▶ **Exercise requirements**
Quote, exactly, the line holding "The function indicates a point for each instance of the fence" and all lines after it to the end of the records below. Exclude pictures.

▶ **Data extract**
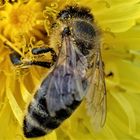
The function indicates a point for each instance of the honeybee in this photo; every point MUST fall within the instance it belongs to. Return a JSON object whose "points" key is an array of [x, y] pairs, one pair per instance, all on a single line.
{"points": [[77, 75]]}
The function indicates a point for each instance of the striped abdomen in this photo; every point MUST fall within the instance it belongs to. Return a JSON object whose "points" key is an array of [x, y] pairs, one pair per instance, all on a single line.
{"points": [[55, 100]]}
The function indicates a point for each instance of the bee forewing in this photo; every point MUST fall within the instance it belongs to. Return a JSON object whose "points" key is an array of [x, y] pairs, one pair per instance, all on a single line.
{"points": [[96, 96]]}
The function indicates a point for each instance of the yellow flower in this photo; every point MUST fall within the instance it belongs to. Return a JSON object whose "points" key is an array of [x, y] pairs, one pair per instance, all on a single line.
{"points": [[24, 24]]}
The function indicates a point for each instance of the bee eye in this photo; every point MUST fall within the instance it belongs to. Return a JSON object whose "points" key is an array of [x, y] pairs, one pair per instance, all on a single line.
{"points": [[84, 29]]}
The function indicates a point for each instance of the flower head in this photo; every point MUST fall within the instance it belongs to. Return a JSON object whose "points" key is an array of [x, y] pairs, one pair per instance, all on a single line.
{"points": [[25, 24]]}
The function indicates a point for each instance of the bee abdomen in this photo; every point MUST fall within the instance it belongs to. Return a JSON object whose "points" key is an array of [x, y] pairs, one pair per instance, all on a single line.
{"points": [[38, 120]]}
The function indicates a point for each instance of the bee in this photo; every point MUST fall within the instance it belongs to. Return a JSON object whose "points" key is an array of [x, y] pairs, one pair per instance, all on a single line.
{"points": [[77, 75]]}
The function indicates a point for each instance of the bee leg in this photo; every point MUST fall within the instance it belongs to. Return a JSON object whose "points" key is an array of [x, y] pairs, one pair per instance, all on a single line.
{"points": [[37, 51]]}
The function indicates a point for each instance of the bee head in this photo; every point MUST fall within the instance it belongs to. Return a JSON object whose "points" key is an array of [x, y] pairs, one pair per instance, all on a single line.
{"points": [[75, 12]]}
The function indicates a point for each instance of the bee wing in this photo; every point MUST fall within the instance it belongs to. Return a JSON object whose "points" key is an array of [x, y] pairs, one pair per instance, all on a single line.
{"points": [[64, 86], [96, 96]]}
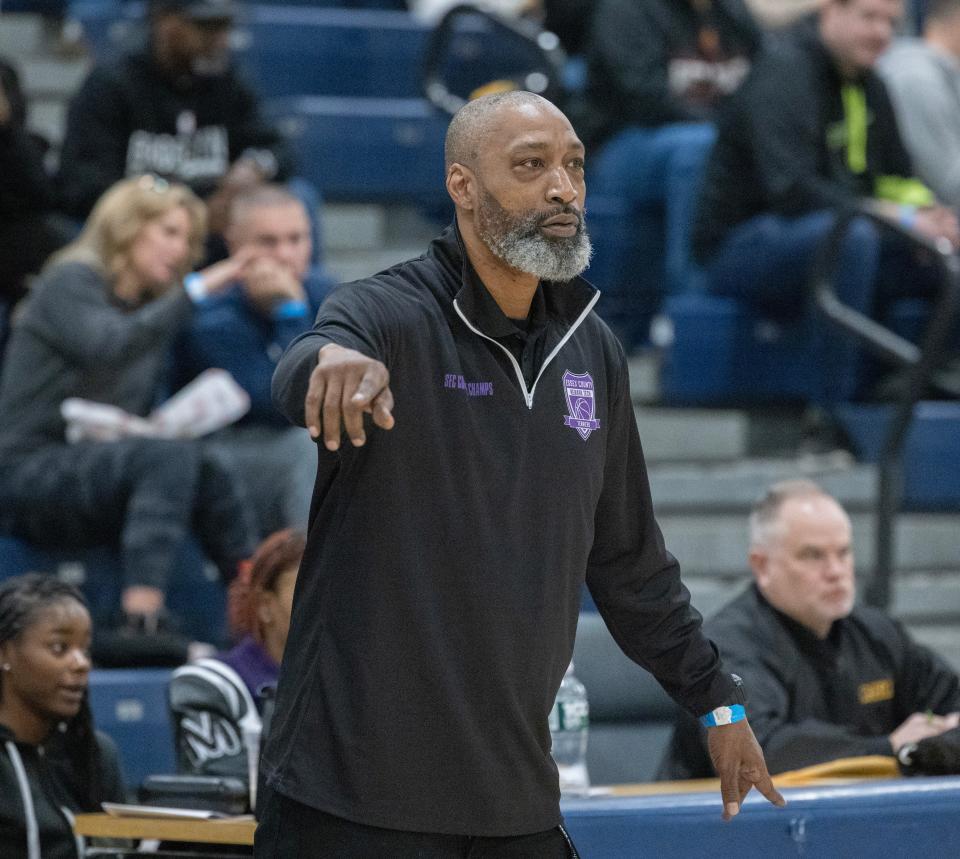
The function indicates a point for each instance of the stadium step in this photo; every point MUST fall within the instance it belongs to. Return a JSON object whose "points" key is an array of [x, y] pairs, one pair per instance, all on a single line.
{"points": [[21, 35]]}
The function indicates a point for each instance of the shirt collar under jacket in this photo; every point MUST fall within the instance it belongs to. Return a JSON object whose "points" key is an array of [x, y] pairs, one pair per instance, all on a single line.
{"points": [[564, 302]]}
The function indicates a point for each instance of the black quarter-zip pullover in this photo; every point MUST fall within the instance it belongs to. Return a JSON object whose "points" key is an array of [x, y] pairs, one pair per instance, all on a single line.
{"points": [[438, 597]]}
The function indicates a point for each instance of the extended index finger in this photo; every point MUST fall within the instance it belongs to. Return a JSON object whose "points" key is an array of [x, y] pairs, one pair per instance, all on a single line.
{"points": [[730, 792], [375, 379], [764, 784]]}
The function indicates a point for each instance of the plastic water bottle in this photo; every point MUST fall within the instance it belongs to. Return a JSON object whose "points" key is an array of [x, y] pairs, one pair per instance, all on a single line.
{"points": [[569, 723]]}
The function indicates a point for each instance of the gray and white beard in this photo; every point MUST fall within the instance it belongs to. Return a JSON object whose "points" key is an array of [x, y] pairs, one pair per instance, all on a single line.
{"points": [[517, 240]]}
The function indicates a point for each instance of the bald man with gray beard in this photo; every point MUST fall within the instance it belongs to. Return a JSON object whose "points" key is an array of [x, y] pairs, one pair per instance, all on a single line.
{"points": [[479, 461]]}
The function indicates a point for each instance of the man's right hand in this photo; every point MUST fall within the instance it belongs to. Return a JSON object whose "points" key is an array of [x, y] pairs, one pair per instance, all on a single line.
{"points": [[938, 222], [920, 726], [344, 386]]}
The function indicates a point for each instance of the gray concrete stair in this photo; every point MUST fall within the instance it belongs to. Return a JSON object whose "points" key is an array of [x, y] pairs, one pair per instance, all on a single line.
{"points": [[21, 35]]}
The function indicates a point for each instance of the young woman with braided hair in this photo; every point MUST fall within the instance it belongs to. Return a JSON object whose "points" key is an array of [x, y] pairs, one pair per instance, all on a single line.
{"points": [[215, 700], [52, 762]]}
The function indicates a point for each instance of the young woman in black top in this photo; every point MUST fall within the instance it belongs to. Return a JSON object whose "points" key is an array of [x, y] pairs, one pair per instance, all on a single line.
{"points": [[52, 761]]}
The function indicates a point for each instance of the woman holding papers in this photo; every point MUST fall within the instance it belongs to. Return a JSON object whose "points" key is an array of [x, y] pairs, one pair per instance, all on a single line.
{"points": [[99, 325]]}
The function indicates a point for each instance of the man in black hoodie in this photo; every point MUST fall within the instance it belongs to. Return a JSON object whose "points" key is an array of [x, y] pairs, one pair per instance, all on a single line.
{"points": [[27, 233], [811, 131], [657, 72], [438, 597], [176, 109]]}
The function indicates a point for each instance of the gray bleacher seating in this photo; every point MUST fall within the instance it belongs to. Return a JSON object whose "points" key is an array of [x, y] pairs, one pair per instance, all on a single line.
{"points": [[631, 717]]}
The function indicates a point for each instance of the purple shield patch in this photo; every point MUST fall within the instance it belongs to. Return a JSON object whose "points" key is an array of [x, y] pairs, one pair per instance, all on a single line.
{"points": [[582, 402]]}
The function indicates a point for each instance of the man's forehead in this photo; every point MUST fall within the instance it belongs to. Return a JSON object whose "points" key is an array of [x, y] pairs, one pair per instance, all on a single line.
{"points": [[274, 215], [529, 126]]}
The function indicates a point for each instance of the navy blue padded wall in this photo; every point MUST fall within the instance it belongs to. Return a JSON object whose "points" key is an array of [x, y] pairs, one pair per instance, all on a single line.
{"points": [[931, 456], [626, 266], [130, 705], [304, 51], [722, 353], [294, 49], [197, 601], [370, 149]]}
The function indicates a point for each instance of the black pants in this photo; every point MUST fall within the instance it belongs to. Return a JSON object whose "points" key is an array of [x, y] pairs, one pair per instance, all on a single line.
{"points": [[291, 830], [146, 494]]}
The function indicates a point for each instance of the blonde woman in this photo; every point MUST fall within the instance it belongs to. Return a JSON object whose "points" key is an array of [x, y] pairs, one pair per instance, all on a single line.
{"points": [[99, 325]]}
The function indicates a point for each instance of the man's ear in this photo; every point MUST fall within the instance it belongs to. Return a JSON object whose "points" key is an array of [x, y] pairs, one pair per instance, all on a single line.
{"points": [[759, 565], [462, 186]]}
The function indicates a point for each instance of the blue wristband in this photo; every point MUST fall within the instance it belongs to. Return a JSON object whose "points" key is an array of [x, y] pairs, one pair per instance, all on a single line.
{"points": [[724, 716], [195, 287], [291, 309]]}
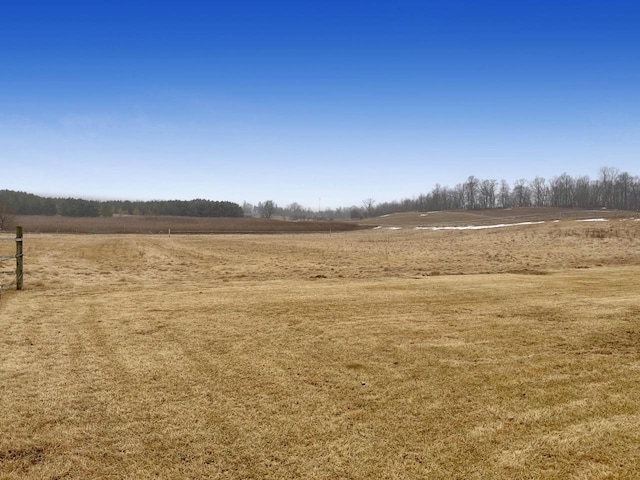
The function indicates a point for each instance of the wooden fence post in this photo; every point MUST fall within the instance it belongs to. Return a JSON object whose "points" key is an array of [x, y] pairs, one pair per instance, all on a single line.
{"points": [[19, 265]]}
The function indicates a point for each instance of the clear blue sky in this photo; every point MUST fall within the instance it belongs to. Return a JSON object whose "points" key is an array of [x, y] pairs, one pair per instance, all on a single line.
{"points": [[316, 102]]}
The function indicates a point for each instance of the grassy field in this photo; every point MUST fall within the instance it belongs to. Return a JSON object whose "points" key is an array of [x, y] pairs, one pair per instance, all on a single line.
{"points": [[509, 352], [176, 225]]}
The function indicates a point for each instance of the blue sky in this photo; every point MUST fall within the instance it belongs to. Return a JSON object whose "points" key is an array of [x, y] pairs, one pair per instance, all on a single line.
{"points": [[321, 103]]}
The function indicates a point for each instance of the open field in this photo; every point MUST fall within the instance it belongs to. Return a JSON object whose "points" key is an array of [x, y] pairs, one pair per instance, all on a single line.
{"points": [[176, 225], [501, 353]]}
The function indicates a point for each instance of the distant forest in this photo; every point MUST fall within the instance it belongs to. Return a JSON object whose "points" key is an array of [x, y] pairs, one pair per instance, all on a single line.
{"points": [[22, 203], [612, 190]]}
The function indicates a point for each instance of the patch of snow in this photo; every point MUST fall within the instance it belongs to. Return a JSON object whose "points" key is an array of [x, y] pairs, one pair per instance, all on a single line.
{"points": [[478, 227]]}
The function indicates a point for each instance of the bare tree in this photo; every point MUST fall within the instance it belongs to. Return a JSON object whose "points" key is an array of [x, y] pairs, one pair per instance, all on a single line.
{"points": [[488, 193], [505, 194], [540, 192], [471, 192], [521, 193], [7, 218], [267, 208]]}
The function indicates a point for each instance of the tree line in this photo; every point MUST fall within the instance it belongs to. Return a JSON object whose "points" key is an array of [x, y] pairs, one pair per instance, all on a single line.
{"points": [[22, 203], [612, 189]]}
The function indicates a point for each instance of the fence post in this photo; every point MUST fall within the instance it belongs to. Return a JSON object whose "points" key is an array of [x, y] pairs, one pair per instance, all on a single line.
{"points": [[19, 274]]}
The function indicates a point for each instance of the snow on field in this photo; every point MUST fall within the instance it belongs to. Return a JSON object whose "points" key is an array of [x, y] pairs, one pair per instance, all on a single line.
{"points": [[478, 227]]}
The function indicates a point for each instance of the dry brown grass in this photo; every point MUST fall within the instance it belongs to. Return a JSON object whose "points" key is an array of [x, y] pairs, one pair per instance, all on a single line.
{"points": [[378, 354], [166, 224]]}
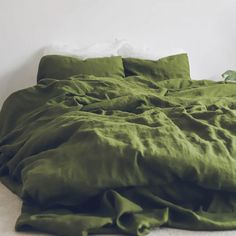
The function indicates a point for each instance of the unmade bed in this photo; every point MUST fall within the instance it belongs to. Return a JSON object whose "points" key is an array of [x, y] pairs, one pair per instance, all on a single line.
{"points": [[121, 146]]}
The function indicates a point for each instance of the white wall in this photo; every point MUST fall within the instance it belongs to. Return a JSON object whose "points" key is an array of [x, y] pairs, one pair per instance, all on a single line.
{"points": [[204, 28]]}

▶ **Expected output**
The function indicates a point for each instance of the fence post in this photo; every point MUST fall within the instance it belongs to. Return a JSON object whose "points" key is an array of [x, y] pairs, one pair per instance, all on a single line.
{"points": [[19, 274]]}
The function indicates a point for each instance of the snow on field in this photo; every point MUST fall within the instance it belongs to. Return a JSON object whose "points" key is an array of [x, y] pairs, one pair per instance, all on a single line.
{"points": [[478, 227]]}
The function indicates a point for each instance of the dry brown grass in this photo; every point MUST fall within the instance it belongs to. Return a JSON object whose "points" key is an array of [x, y] pairs, one pair per instance, all on a single line.
{"points": [[378, 354], [166, 224]]}
The function indicates a point for each instance of the unmade bed in this photo; every point MUST fall within the instance it belongs to. Return a JSON object whose "points" key is an array of [x, y] pairs, one pair per instance, all on a single line.
{"points": [[121, 146]]}
The function indicates a point for each instance of the white wall in this photo; every point MUST fall within the instance it belongs to. Return a JSON object whose "points" key is an array of [x, y] pairs, one pair per instance, all on a single line.
{"points": [[204, 28]]}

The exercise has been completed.